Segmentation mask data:
◆ ◆ ◆ ◆

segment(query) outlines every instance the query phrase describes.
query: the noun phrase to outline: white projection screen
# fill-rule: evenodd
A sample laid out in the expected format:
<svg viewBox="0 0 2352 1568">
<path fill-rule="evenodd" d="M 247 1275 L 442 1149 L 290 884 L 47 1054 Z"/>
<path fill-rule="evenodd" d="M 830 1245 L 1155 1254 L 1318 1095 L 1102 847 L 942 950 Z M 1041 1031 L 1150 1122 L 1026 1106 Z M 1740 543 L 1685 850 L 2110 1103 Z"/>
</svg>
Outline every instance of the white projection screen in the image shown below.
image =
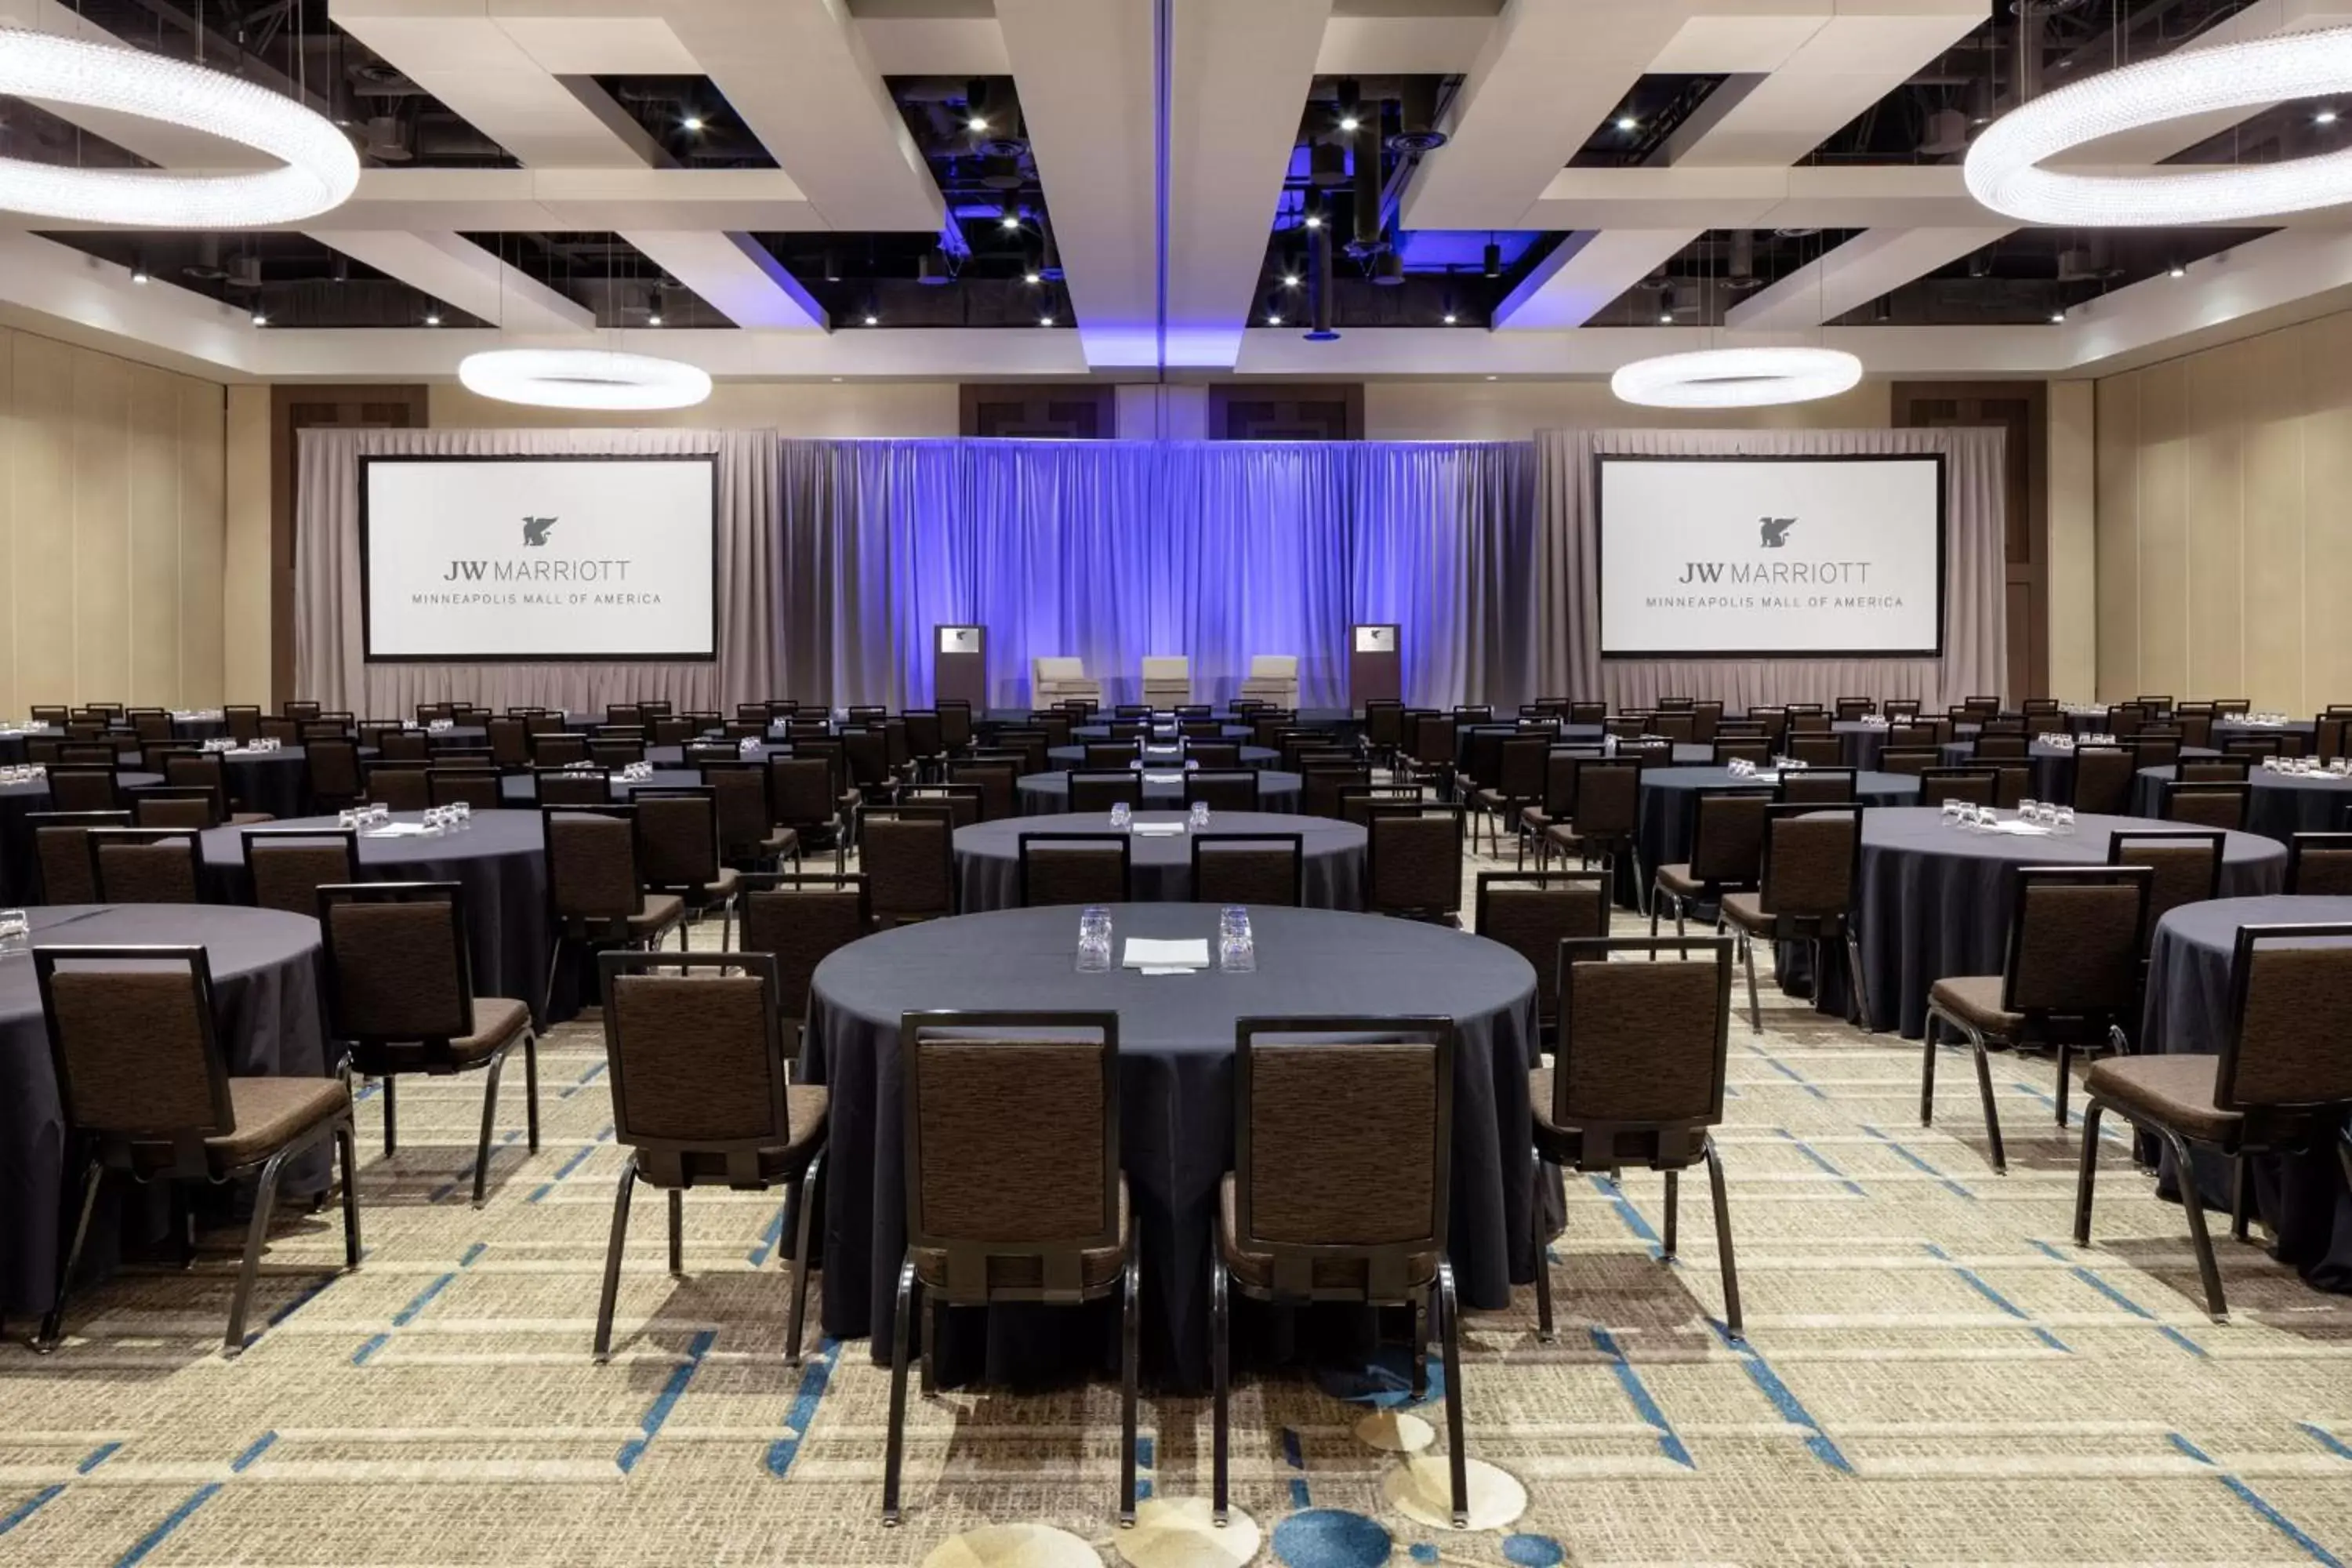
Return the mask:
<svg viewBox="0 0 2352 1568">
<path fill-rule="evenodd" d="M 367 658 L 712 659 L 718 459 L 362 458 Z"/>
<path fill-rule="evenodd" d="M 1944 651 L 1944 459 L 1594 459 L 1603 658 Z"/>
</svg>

◆ ◆ ◆ ◆

Your answer should be every entry repeated exactly, minus the pictures.

segment(query) outlines every instance the query phrase describes.
query: the noun phrase to outline: white projection screen
# fill-rule: evenodd
A sample laid out in the expected format:
<svg viewBox="0 0 2352 1568">
<path fill-rule="evenodd" d="M 247 1275 L 442 1149 L 290 884 L 47 1054 Z"/>
<path fill-rule="evenodd" d="M 830 1245 L 1155 1254 L 1318 1095 L 1102 847 L 942 950 Z M 1041 1031 L 1150 1122 L 1026 1106 Z M 1740 543 L 1685 850 L 2110 1103 Z"/>
</svg>
Outline every instance of the white projection screen in the image shown below.
image =
Return the mask:
<svg viewBox="0 0 2352 1568">
<path fill-rule="evenodd" d="M 367 658 L 712 659 L 718 459 L 362 458 Z"/>
<path fill-rule="evenodd" d="M 1944 651 L 1944 459 L 1594 459 L 1603 658 Z"/>
</svg>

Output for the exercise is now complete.